Output the entries below unchanged, except for the pictures.

[Opening Data in this exercise section]

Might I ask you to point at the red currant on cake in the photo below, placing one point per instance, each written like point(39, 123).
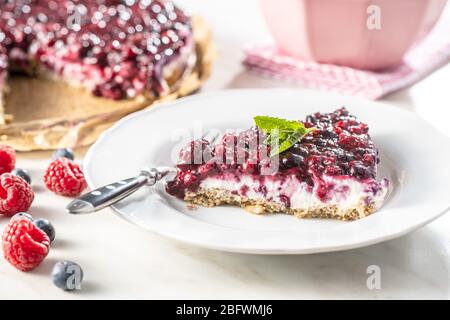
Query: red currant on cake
point(323, 167)
point(16, 194)
point(25, 246)
point(65, 177)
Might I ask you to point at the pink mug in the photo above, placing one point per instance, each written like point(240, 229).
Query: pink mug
point(364, 34)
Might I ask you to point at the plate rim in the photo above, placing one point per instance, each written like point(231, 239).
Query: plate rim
point(173, 104)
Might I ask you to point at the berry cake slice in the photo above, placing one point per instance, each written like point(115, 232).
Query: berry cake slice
point(328, 172)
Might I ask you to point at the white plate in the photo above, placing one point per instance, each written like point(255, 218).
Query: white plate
point(414, 156)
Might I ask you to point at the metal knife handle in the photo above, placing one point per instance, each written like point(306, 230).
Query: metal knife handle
point(107, 195)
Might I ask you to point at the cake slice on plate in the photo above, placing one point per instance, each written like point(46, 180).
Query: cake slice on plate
point(323, 167)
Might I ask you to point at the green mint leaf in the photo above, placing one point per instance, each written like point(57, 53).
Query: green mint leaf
point(290, 141)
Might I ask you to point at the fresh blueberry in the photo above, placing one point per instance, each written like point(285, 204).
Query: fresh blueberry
point(67, 275)
point(63, 153)
point(23, 214)
point(47, 227)
point(23, 174)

[Closing Data in this exercise section]

- _Solution to the exercise_
Might I ask you to point at the red currant on cake in the photo below, placing one point per instance, each written like point(39, 123).
Query: red currant on cake
point(323, 167)
point(16, 194)
point(25, 246)
point(65, 177)
Might I ask you to point at the pink mug in the photo above, placing one point per instance, each written like point(240, 229).
Query: pink mug
point(364, 34)
Might I ask you to point at the plate rim in the photo above, placing one point per instance, each written like point(231, 239).
Query: plate rim
point(173, 104)
Might I ask you to point at the berry cake slice in the photo above, placing one point per instance, each written like point(115, 232).
Query: berry cake slice
point(328, 172)
Might I ask you to point at the white plate in the photo above, placing one point per instance, each written like point(255, 218).
Query: white plate
point(414, 156)
Might I ask you to point at the metal knife handle in the photo above, placing one point per instance, each written like point(306, 230).
Query: metal knife handle
point(107, 195)
Might I ask you to point at the cake slice on plate in the photo above, placing one point per instance, each written like point(46, 180).
Query: cake slice on plate
point(323, 167)
Might I ask you to point at the green mint leaf in the photo above, placing one point per instance, each written like point(57, 53).
Query: green mint leaf
point(290, 141)
Might I ask you to point at the fresh blueberry in the photo above, placing one point per instance, each written like point(285, 204).
Query: fresh blueberry
point(67, 275)
point(63, 153)
point(23, 214)
point(47, 227)
point(23, 174)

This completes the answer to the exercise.